──────── Source records

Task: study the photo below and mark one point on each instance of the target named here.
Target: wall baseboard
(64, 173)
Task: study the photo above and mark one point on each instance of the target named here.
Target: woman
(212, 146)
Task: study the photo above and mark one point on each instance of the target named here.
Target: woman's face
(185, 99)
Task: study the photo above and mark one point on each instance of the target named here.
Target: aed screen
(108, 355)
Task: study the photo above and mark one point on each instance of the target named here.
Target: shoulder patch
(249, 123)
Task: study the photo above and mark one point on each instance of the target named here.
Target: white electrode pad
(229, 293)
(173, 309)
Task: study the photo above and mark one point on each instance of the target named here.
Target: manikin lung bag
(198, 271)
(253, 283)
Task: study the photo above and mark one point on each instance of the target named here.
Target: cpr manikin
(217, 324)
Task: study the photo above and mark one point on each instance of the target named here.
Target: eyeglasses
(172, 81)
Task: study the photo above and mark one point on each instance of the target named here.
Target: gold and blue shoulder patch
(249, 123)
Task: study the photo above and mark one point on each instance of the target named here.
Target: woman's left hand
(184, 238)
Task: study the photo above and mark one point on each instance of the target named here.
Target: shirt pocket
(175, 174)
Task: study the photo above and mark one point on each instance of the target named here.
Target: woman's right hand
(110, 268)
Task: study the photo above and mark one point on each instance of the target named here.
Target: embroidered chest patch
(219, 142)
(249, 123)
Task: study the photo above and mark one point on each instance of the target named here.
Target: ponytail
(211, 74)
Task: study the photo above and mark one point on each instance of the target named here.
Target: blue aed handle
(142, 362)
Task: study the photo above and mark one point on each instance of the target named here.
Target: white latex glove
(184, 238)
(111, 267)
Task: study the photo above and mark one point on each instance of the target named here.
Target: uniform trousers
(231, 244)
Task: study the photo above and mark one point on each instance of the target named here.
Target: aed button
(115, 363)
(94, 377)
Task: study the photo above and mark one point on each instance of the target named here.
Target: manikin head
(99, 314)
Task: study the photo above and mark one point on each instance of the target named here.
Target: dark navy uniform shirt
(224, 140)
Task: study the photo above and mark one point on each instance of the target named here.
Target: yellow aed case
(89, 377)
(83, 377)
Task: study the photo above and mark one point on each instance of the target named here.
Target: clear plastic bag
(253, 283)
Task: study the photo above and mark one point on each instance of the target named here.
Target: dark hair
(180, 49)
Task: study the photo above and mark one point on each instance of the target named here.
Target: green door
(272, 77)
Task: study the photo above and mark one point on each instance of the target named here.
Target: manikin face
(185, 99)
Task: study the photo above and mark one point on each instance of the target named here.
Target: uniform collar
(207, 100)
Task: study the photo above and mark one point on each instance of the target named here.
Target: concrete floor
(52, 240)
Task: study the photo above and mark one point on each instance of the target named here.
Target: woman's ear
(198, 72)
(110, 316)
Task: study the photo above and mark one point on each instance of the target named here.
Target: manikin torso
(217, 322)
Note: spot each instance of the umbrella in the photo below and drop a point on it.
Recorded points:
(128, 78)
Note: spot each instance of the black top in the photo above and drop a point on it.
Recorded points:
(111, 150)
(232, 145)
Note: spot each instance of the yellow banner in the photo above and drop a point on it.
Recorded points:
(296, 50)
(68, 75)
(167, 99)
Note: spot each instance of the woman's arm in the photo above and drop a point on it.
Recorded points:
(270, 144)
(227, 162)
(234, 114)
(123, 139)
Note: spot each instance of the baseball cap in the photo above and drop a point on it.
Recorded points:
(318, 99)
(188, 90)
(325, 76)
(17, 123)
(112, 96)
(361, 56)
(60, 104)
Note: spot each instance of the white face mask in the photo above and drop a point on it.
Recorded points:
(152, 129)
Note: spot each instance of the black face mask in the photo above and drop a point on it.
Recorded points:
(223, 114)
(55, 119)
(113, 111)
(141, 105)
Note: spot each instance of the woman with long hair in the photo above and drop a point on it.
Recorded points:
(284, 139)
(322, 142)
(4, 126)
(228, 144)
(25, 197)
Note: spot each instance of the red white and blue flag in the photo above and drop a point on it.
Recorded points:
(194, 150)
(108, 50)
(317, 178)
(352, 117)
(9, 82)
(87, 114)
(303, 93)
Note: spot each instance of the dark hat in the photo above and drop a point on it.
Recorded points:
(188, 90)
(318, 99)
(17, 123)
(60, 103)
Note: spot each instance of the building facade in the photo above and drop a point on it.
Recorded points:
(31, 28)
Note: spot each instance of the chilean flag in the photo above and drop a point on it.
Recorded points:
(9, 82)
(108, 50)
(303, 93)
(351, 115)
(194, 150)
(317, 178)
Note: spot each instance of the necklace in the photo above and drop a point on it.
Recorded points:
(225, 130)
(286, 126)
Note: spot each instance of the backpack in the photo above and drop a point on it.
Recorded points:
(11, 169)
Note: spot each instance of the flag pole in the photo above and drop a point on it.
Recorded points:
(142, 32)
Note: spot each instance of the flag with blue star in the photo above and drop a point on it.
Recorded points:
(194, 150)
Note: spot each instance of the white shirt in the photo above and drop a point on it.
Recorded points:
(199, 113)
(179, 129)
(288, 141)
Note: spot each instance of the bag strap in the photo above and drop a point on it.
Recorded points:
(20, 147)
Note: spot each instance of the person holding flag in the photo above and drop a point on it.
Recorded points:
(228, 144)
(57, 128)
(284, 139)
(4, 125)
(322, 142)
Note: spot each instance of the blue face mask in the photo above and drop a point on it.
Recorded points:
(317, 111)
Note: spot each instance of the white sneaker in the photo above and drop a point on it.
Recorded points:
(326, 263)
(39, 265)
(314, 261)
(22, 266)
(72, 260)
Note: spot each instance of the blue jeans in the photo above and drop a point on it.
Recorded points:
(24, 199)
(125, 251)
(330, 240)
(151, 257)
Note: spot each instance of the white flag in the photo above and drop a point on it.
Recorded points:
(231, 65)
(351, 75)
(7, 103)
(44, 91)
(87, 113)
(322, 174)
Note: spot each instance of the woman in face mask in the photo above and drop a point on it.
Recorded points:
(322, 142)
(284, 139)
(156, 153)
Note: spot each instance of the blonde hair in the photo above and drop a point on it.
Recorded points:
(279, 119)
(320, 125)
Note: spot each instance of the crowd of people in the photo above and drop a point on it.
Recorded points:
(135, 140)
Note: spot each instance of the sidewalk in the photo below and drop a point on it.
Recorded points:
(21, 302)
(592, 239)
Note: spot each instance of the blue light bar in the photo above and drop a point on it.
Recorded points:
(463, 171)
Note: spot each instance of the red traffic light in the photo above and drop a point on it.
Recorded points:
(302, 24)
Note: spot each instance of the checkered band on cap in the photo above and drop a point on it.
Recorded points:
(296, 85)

────────────────

(To do)
Copy all the records exactly so that no character differs from the source.

(Completed exercise)
Task: study the photo below and mark one point on each instance of the target named here.
Target: wall baseboard
(64, 173)
Task: study the photo above and mark one point on each instance of the target named here.
Target: woman
(212, 146)
Task: study the photo above and mark one point on each instance of the target named here.
Target: woman's face
(185, 99)
Task: study the photo above and mark one point on each instance of the target named here.
Target: aed screen
(108, 355)
Task: study the photo above and mark one point on each instance of the target named here.
Target: shoulder patch
(249, 123)
Task: study the photo above and mark one point on each instance of the target named here.
Target: white electrode pad
(229, 293)
(173, 309)
Task: study the photo above and mark one point on each instance of the target named here.
Target: manikin lung bag
(198, 271)
(253, 283)
Task: study the photo above and mark one point on each instance of the target named here.
Target: cpr manikin
(217, 324)
Task: study the photo above and mark one point on each instance of the target named here.
Target: eyeglasses
(172, 81)
Task: study the photo above and mark one point on each instance of the target named here.
Target: gold and blue shoulder patch
(249, 123)
Task: study the photo above and mark one point on each instance of the target named here.
Target: woman's left hand
(184, 238)
Task: study the photo above and mark one point on each instance of the target named here.
Target: shirt pocket
(175, 174)
Task: study the photo above and mark one point on each instance of the target named here.
Target: woman's right hand
(110, 268)
Task: study the photo above and mark one point on each instance of the target named here.
Target: embroidered chest patch
(219, 142)
(249, 123)
Task: study the photo above and mark one point on each instance of the target named here.
Target: ponytail
(211, 74)
Task: study the photo above and mark one point on each instance of the target named here.
Target: blue aed handle
(142, 362)
Task: study the photo above and mark one point on each instance of the target named here.
Target: white latex glove
(184, 238)
(111, 267)
Task: study the photo above and mark one point on each instance of the target named here.
Target: uniform trousers
(231, 244)
Task: study the photo above and mark one point on each instance of the target named here.
Target: aed button
(115, 363)
(94, 377)
Task: study the photo above and mark one point on each instance of the target named here.
Target: manikin head
(99, 314)
Task: study the photo above and mark one point on each instance of the target named here.
Target: dark navy uniform shirt
(224, 140)
Task: study the photo above and mark one point on each instance of the target named here.
Target: yellow aed case
(89, 377)
(83, 377)
Task: study the photo above and mark one point on each instance of the target named here.
Target: clear plastic bag
(253, 283)
Task: study the photo above and mark one point on each instance of the target named here.
Target: dark hair
(180, 49)
Task: study the photo above and mark one point on each instance of the target named here.
Target: green door
(272, 77)
Task: study the photo above and mark one point on each instance of the target named here.
Target: manikin face
(185, 99)
Task: study the photo above and mark one point on each instance of the target named here.
Target: uniform collar
(207, 100)
Task: study the photo above and mark one point on each instance of the target named here.
Target: concrete floor
(52, 240)
Task: study the photo above and mark one point on each instance of the target named here.
Target: woman's ear
(198, 72)
(110, 316)
Task: study the photo above and mark one point on each instance of the target named here.
Target: manikin torso
(217, 322)
Note: spot each instance of the umbrella in the photo below and drop a point on it.
Recorded points:
(128, 78)
Note: spot each instance of the black top in the photo above and drop a point on it.
Recorded points:
(111, 150)
(232, 145)
Note: spot each instance of the yellow banner in the photo above and drop a point on it.
Recorded points:
(296, 50)
(68, 75)
(167, 99)
Note: spot each instance of the woman's arm in the photo above and drop a point on it.
Recorded points:
(270, 144)
(227, 162)
(234, 114)
(123, 139)
Note: spot each instance of the baseball cap in the photo above and drop a point on it.
Recorded points:
(318, 99)
(188, 90)
(325, 76)
(17, 123)
(112, 96)
(361, 56)
(60, 104)
Note: spot each instance of the white face mask in the photo above and drop a point on it.
Recorded points:
(152, 129)
Note: spot each instance of the black face mask in the photo above and drop a point on it.
Recorded points:
(223, 114)
(55, 119)
(113, 111)
(141, 105)
Note: spot each instance of the woman with long hair in the photo above and drop a point on it.
Recorded points:
(284, 139)
(322, 142)
(4, 126)
(228, 144)
(25, 197)
Note: spot each instance of the red white and blue flag in the photo above and drop a point on it.
Recorded points:
(194, 150)
(108, 50)
(317, 178)
(352, 117)
(9, 82)
(87, 114)
(303, 93)
Note: spot each instance of the dark hat in the photo above and drop a point on it.
Recorded points:
(188, 90)
(318, 99)
(17, 123)
(60, 103)
Note: spot each instance of the building facade in the photo above and drop a point on it.
Recorded points:
(31, 28)
Note: spot each instance of the chilean flag in the photo above and drop a point on it.
Recorded points:
(9, 82)
(108, 50)
(303, 93)
(351, 115)
(194, 150)
(317, 178)
Note: spot each instance of the necklace in the photo above and drop a point on it.
Recorded points:
(225, 130)
(286, 126)
Note: spot each instance of the backpack in the photo above and drop a point on it.
Recorded points:
(11, 169)
Note: spot each instance of the flag pole in the photo above and drop a point on it.
Recorded points:
(142, 32)
Note: spot each instance of the flag with blue star in the photo above and drop a point on it.
Recorded points:
(194, 150)
Note: spot each instance of the white shirt in the photo above and drop a point on it.
Recorded points:
(199, 113)
(179, 129)
(288, 141)
Note: spot each instance of the bag strap in the photo above and drop a point on it.
Recorded points:
(20, 147)
Note: spot each instance of the person holding flag in the photo above and drop a point on it.
Recorded points:
(228, 144)
(57, 128)
(284, 139)
(4, 125)
(322, 142)
Note: spot each instance of the blue face mask in the photo above and drop a point on it.
Recorded points:
(317, 111)
Note: spot each instance of the white sneaker in the photo above and drop a point on it.
Recorded points:
(326, 263)
(39, 265)
(314, 261)
(22, 266)
(72, 260)
Note: spot each instance of the blue jeans in the photo above and drop a point on it.
Recorded points:
(24, 199)
(125, 251)
(330, 240)
(151, 257)
Note: spot each instance of the white flag in the photo above and drop a point on it.
Recorded points:
(231, 65)
(351, 75)
(7, 103)
(44, 91)
(87, 113)
(322, 174)
Note: spot each instance of the woman in face mask in the photo above and drop a point on it.
Recorded points:
(322, 142)
(284, 139)
(156, 153)
Note: spot each instance of the blonde hair in the photo above and drop a point on it.
Recorded points:
(279, 119)
(320, 125)
Note: spot each instance of the crowd of people in the photo above and drop a point on it.
Recorded points:
(135, 140)
Note: spot each instance of the sidewalk in the photo below and drop a point on it.
Recorded points:
(21, 302)
(592, 239)
Note: spot each instance of the blue light bar in the photo above and drop a point on it.
Recorded points:
(463, 171)
Note: spot each instance of the red traffic light in the photo above and drop a point on it.
Recorded points:
(302, 24)
Note: spot each instance of the checkered band on cap in the photo above and drop a point on it.
Recorded points:
(296, 85)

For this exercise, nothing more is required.